_Problem statement_
Each record should be reproduced exactly.

-----

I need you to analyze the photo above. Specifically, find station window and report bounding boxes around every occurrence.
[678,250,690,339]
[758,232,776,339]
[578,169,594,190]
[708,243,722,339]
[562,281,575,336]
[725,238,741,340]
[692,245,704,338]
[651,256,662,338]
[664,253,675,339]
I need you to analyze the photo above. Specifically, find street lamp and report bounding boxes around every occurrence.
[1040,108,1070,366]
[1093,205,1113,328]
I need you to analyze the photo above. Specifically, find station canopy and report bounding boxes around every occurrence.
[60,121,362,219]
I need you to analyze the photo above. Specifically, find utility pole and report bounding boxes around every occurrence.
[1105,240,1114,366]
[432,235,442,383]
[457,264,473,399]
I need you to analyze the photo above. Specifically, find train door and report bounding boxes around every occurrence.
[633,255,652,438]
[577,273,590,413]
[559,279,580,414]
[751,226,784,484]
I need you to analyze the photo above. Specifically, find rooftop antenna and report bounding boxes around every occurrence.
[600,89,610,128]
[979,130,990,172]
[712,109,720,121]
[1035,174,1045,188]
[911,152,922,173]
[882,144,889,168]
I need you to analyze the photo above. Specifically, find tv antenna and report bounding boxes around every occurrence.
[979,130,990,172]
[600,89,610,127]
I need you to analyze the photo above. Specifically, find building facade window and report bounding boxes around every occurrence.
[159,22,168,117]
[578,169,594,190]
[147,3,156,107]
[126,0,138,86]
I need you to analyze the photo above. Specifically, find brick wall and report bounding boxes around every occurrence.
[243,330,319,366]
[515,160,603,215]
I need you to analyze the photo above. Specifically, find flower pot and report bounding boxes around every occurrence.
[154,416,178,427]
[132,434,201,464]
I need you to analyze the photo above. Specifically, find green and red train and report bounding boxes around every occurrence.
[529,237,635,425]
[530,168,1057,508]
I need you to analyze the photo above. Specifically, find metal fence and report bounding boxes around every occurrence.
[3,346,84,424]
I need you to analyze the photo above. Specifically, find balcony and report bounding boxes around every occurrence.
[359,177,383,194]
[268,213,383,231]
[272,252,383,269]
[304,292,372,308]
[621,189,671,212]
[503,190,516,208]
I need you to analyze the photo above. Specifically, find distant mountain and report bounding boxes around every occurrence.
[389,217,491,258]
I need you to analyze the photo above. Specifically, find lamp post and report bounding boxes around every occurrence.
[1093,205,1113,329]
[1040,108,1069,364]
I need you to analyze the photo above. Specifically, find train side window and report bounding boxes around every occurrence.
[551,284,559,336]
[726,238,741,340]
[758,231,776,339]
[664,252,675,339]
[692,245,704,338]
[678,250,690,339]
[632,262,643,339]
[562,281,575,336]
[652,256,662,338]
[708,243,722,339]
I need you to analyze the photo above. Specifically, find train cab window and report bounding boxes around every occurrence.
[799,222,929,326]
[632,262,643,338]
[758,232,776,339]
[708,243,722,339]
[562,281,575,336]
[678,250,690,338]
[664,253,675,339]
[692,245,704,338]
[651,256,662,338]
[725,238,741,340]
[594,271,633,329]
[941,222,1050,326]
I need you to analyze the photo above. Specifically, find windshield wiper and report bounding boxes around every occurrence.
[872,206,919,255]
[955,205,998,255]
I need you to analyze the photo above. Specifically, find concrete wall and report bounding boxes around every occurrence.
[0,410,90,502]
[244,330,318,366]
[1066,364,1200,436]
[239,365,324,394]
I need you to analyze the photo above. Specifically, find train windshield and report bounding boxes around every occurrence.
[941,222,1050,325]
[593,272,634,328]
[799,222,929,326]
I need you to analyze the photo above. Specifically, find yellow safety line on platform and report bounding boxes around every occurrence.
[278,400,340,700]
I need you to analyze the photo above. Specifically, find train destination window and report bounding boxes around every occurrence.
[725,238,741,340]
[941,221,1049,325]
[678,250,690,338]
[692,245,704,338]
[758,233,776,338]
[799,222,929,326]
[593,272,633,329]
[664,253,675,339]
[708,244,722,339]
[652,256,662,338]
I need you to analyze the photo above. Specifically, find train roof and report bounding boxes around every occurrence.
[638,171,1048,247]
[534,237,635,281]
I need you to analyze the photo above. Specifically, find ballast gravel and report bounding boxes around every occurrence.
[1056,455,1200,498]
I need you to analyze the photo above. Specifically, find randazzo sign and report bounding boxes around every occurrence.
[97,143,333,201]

-----

_Task solution_
I need you to analyze the photo above. Specifically, find station window and report bounding boxes around every occurrence.
[678,250,690,339]
[758,232,776,339]
[578,169,594,190]
[708,243,722,339]
[562,281,575,336]
[725,238,741,340]
[692,245,704,338]
[651,256,662,338]
[664,253,675,339]
I need you to analyze the photo above. Specifically, find street lamp and report bounding boxes around every occurrence.
[1040,108,1070,366]
[1093,205,1113,328]
I need you to analyze the photo above. Specifically, find station canopy and report bounding boxes around every occurrence.
[60,121,362,219]
I need you to analyze the photo above. Specifically, find utility pole and report bounding boxes around every occurrence.
[1105,240,1114,366]
[432,235,442,383]
[457,264,473,399]
I need you to analyze the photo above. Specifically, find train door and report bounding boxes around every occurrence.
[633,255,652,438]
[577,273,590,413]
[559,279,580,414]
[751,226,784,484]
I need you to analyze the photo above. Specifically, find rooftop antenna and report bounding boxes around every occurrence.
[600,89,610,128]
[979,130,990,172]
[712,109,720,121]
[1035,174,1045,188]
[911,152,922,173]
[882,144,889,168]
I need you to analyze the photo above. Specifically, find tv antenna and report bounding boxes around every occurrence.
[979,130,990,172]
[600,89,610,127]
I need you to analyze the photo above. Specifically, find building facade window and report bounding boxes around every occurrence.
[159,22,168,117]
[578,169,594,190]
[147,3,156,107]
[126,0,138,86]
I need you to analyze the photo above. Specifically, find brick wall and report bounding boxes around every occurrence.
[243,330,319,366]
[515,160,603,215]
I need you to analyze the photo above. Specifically, find flower pot and report bounding boxes around every occurrence.
[154,416,178,427]
[132,434,201,464]
I need you to analyze the photo above. Specifically, find green and red train and report bounding boxes around every occurrence.
[529,237,635,425]
[530,168,1057,508]
I need you to analyze the photo above. Specifically, find metal fence and report bounding boxes around every occurrence.
[3,346,84,424]
I need you to analyze the photo above. Specifically, find balcony and report bounding boxes around every occurrence.
[359,177,383,194]
[268,213,383,231]
[272,252,383,269]
[304,292,372,308]
[621,189,671,212]
[503,190,516,208]
I need you to analyze the photo above. Specifically, find distant mountain and report bounding boxes around every occurrence.
[389,217,491,258]
I need you to analyze the photo above. Specifically, find lamp post and report bounding boxes around every occurrence.
[1093,205,1113,329]
[1040,108,1069,364]
I need you to analyze the photo above. Specifically, find train side window and report bounding boxes around every occurrence.
[551,284,559,336]
[726,238,741,340]
[758,231,776,339]
[664,252,675,339]
[692,245,704,338]
[678,250,690,339]
[632,262,643,339]
[562,281,575,336]
[652,256,662,338]
[708,243,722,339]
I need you to analyze the photo above. Specifically, find train cab window and report bounding boxes around every occurrence.
[799,222,929,326]
[632,262,643,338]
[758,232,776,339]
[708,243,722,339]
[562,281,575,336]
[678,250,690,338]
[664,253,675,339]
[692,245,704,338]
[651,256,662,338]
[725,238,741,340]
[594,271,633,329]
[941,222,1050,326]
I need you to analyze the photo above. Specifically, find windshield wiper and report bounding boxes around every occurrence.
[872,206,919,255]
[955,205,998,255]
I need you to analyze the photo above. Specifically, find concrete wall and report bounding boxes around every occurrence.
[0,410,90,502]
[244,330,318,366]
[1066,364,1200,436]
[239,365,324,394]
I need you to analyze the photo above. Specifically, find train windshield and report bounding boxes around every occurrence.
[941,222,1050,325]
[593,272,634,328]
[799,222,929,326]
I need you to analyze the photo above. Specifically, find yellow safety line on platform and report bounding boxes around every occurrence.
[278,400,340,700]
I need you to analyze the photo above. Specifically, find train destination window and report bounding boxes around every occurrence.
[725,238,741,340]
[941,221,1049,325]
[678,250,690,338]
[692,245,704,338]
[758,233,776,338]
[799,222,929,326]
[593,272,633,329]
[664,253,675,339]
[708,244,722,339]
[652,256,662,338]
I need you to analyze the photo above. Specifically, find train roof and report bounding boxes around every occurrence.
[638,171,1048,247]
[534,237,635,281]
I need you to analyze the photo above. Specifically, find ballast gravel and report bounding boxes around every occurrence.
[1056,455,1200,498]
I need you to analyze the photo above. Specifically, find randazzo sign and report bounding boxes around every occurrence.
[97,143,333,201]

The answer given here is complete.